TASK INSTRUCTIONS
Copy the material below word for word, starting with the line that contains "find gold orthodox" and going on through the line that contains "[259,568,282,650]", both included. Write nothing else.

DATASET RECORDS
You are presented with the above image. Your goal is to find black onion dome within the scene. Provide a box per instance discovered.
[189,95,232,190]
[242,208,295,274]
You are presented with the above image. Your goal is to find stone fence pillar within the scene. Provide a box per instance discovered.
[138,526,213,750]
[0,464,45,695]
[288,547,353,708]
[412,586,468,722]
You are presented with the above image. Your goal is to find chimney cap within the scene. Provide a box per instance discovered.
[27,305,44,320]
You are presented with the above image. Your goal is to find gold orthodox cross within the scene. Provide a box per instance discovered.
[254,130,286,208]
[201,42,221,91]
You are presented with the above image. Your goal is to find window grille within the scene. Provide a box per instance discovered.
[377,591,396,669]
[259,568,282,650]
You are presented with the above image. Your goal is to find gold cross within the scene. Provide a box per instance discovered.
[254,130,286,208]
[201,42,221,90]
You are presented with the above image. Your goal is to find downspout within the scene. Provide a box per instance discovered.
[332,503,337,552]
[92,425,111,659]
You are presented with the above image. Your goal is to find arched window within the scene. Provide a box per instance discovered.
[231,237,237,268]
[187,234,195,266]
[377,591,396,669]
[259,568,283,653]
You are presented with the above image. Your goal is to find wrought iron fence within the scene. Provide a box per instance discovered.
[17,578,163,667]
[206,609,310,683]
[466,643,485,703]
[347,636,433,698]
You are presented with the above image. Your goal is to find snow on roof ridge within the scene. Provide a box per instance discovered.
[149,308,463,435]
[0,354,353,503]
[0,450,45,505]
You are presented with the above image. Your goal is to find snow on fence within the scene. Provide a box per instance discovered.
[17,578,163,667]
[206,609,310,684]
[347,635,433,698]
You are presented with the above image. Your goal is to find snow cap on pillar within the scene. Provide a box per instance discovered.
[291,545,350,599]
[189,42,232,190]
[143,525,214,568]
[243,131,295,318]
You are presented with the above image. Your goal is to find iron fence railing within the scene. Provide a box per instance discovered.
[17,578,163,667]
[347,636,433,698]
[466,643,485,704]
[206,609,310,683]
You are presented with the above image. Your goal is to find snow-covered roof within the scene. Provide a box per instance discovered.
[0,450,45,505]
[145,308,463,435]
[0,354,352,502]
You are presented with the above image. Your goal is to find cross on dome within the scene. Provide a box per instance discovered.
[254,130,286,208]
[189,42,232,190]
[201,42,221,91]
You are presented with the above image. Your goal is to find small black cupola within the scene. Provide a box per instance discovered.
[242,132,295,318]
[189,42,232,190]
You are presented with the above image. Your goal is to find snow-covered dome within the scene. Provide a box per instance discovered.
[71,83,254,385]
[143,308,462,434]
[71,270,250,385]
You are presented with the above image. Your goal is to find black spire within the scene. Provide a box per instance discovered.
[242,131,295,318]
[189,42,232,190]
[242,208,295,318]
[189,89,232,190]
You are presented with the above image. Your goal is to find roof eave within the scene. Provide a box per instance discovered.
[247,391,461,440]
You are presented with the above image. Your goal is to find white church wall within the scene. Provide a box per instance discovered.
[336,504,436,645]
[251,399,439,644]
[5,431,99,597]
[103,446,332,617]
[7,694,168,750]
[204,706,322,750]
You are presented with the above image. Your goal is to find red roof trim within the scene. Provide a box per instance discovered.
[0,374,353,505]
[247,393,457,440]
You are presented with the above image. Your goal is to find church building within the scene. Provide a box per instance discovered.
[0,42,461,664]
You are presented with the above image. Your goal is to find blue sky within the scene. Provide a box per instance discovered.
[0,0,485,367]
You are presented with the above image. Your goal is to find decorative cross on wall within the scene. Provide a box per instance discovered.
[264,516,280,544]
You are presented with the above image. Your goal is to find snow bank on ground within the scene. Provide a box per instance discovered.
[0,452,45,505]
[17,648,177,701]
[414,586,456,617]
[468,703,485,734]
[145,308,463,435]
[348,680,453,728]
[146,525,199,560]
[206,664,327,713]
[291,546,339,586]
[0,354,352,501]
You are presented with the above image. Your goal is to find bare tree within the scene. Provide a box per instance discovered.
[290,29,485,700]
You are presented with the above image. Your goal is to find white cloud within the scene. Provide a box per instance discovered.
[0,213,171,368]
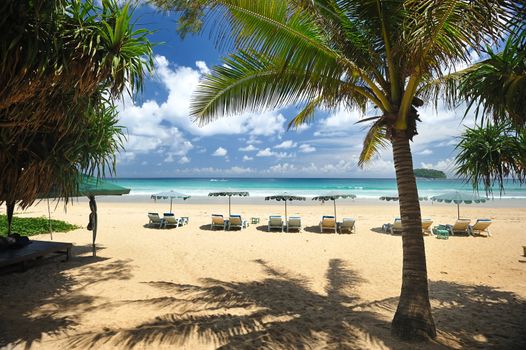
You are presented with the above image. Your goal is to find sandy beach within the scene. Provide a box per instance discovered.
[0,198,526,349]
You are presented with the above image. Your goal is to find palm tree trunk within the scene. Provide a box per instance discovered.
[391,131,436,340]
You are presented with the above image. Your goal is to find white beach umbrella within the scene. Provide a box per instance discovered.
[208,191,249,216]
[312,192,356,232]
[265,192,305,221]
[431,191,487,219]
[152,191,191,213]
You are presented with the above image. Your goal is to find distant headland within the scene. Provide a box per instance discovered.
[415,169,447,179]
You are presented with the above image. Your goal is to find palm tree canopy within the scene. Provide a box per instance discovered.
[444,28,526,129]
[162,0,523,136]
[0,0,153,207]
[455,123,526,194]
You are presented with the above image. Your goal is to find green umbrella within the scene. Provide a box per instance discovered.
[208,191,249,216]
[431,191,486,219]
[39,174,130,256]
[312,192,356,232]
[265,192,305,223]
[380,194,428,202]
[151,191,191,213]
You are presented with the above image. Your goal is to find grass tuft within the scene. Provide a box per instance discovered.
[0,215,80,236]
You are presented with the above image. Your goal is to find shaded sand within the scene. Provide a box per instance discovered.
[0,199,526,349]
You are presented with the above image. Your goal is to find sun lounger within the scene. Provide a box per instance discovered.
[148,213,163,228]
[287,216,301,232]
[468,219,491,237]
[210,214,226,230]
[338,218,356,233]
[227,215,248,230]
[163,213,183,228]
[0,240,73,268]
[267,215,283,232]
[382,218,402,235]
[446,219,471,236]
[433,225,449,239]
[422,219,433,235]
[320,215,336,233]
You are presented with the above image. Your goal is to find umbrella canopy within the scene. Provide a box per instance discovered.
[208,191,249,216]
[312,192,356,232]
[265,192,305,221]
[34,174,130,256]
[431,191,486,219]
[380,194,428,202]
[151,191,191,213]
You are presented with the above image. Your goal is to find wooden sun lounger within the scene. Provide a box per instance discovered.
[0,240,73,268]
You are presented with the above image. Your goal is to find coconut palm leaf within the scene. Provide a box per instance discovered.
[158,0,524,339]
[358,119,389,168]
[0,0,153,207]
[455,124,526,194]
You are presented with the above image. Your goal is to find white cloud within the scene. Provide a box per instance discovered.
[212,147,228,157]
[195,61,210,74]
[238,145,258,152]
[420,157,455,175]
[256,147,275,157]
[417,148,433,156]
[274,140,298,149]
[299,143,316,153]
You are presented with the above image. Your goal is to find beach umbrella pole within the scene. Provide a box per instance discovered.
[47,198,53,240]
[332,199,338,233]
[88,196,97,256]
[6,201,15,235]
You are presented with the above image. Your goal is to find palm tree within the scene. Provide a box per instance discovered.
[456,123,526,194]
[159,0,523,339]
[456,30,526,129]
[452,29,526,194]
[0,0,153,232]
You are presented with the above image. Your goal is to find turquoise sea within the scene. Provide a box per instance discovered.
[113,178,526,199]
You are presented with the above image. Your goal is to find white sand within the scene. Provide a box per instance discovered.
[0,199,526,349]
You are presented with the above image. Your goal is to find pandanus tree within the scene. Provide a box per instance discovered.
[0,0,153,232]
[454,28,526,194]
[159,0,523,339]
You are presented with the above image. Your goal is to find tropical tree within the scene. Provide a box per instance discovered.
[154,0,524,339]
[456,123,526,194]
[456,28,526,129]
[0,0,153,232]
[454,30,526,194]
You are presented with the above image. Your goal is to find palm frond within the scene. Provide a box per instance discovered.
[358,118,389,168]
[455,124,526,194]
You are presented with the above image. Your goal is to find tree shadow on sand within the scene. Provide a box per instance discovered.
[0,245,131,349]
[64,259,400,349]
[69,259,526,349]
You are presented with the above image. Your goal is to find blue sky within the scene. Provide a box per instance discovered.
[117,2,472,177]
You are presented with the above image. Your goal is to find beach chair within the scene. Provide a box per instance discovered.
[382,218,402,235]
[446,219,471,236]
[163,213,183,228]
[433,225,449,239]
[320,215,336,233]
[468,219,491,237]
[338,218,356,233]
[227,215,248,230]
[148,213,163,228]
[267,215,283,232]
[287,216,301,232]
[210,214,226,230]
[422,219,433,235]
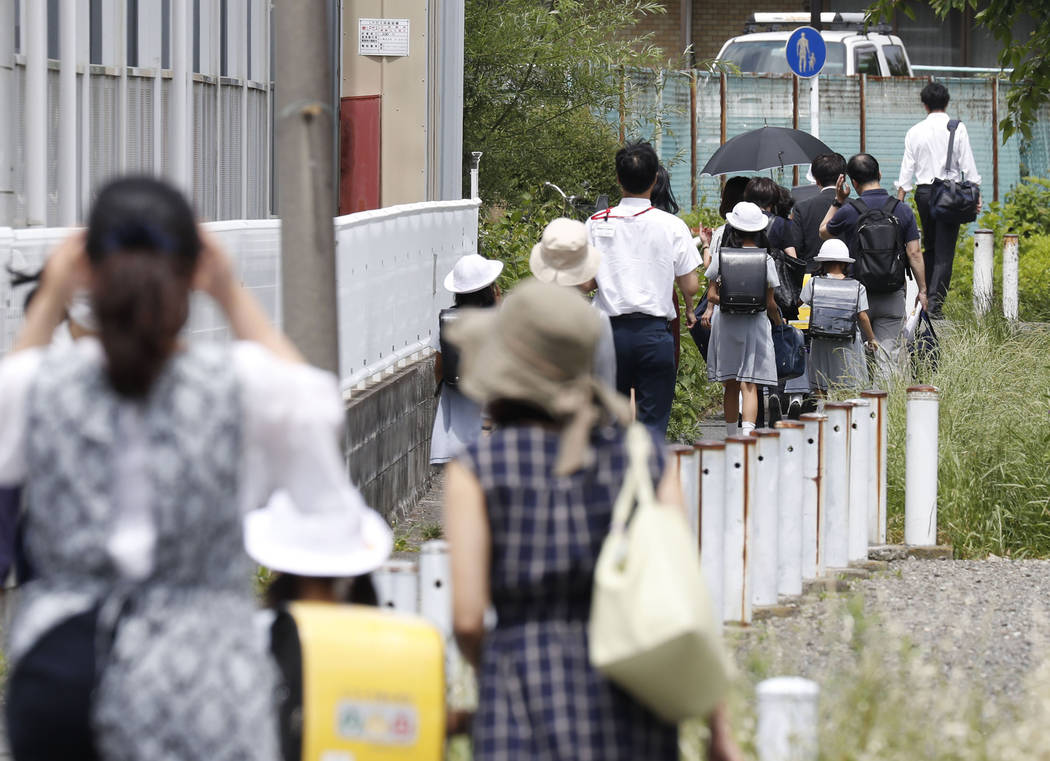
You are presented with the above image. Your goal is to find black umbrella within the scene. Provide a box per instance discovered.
[700,127,832,174]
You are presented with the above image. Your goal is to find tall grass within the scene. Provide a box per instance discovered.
[888,310,1050,557]
[718,595,1050,761]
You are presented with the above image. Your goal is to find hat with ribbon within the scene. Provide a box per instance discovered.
[726,200,770,233]
[448,279,630,474]
[444,254,503,293]
[244,490,394,577]
[813,238,854,265]
[528,217,602,286]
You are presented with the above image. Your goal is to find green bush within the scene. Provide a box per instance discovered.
[945,177,1050,322]
[888,316,1050,557]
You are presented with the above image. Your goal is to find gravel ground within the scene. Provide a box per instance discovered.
[733,558,1050,698]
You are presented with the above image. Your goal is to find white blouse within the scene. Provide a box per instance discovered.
[0,338,364,579]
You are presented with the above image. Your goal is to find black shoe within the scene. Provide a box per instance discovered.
[770,394,783,428]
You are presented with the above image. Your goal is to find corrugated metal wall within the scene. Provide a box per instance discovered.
[609,71,1050,208]
[0,63,270,227]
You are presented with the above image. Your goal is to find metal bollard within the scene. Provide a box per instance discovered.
[722,436,756,623]
[860,389,889,545]
[671,444,700,536]
[824,402,853,568]
[1003,233,1019,320]
[800,413,827,579]
[904,386,941,547]
[419,540,453,639]
[775,420,805,597]
[372,561,419,613]
[755,676,820,761]
[696,441,726,616]
[751,428,780,606]
[849,399,875,563]
[973,230,995,317]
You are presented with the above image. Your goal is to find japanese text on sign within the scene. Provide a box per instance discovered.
[357,19,410,56]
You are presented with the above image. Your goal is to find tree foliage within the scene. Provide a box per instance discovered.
[463,0,663,203]
[867,0,1050,141]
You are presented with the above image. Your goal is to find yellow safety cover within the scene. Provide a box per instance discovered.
[790,273,813,331]
[290,603,445,761]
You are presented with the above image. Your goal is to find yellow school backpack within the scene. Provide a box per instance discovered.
[289,603,445,761]
[791,273,813,331]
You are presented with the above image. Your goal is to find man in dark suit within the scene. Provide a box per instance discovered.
[791,153,846,273]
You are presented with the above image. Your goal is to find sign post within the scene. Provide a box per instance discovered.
[784,26,827,139]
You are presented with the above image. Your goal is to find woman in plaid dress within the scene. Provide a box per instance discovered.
[445,280,738,761]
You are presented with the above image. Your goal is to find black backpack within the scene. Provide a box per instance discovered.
[718,247,769,315]
[849,197,906,293]
[438,306,459,388]
[765,216,805,320]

THE RESPONSE
You are presented with the above image. Your goal is to find gold orthodox cross within the scene. Provide a box per instance discovered.
[254,130,286,208]
[201,42,221,91]
You are presented with the above image. Your goal is to find window grille within the scene. Provide a box per instance discovered.
[377,591,396,669]
[259,568,282,650]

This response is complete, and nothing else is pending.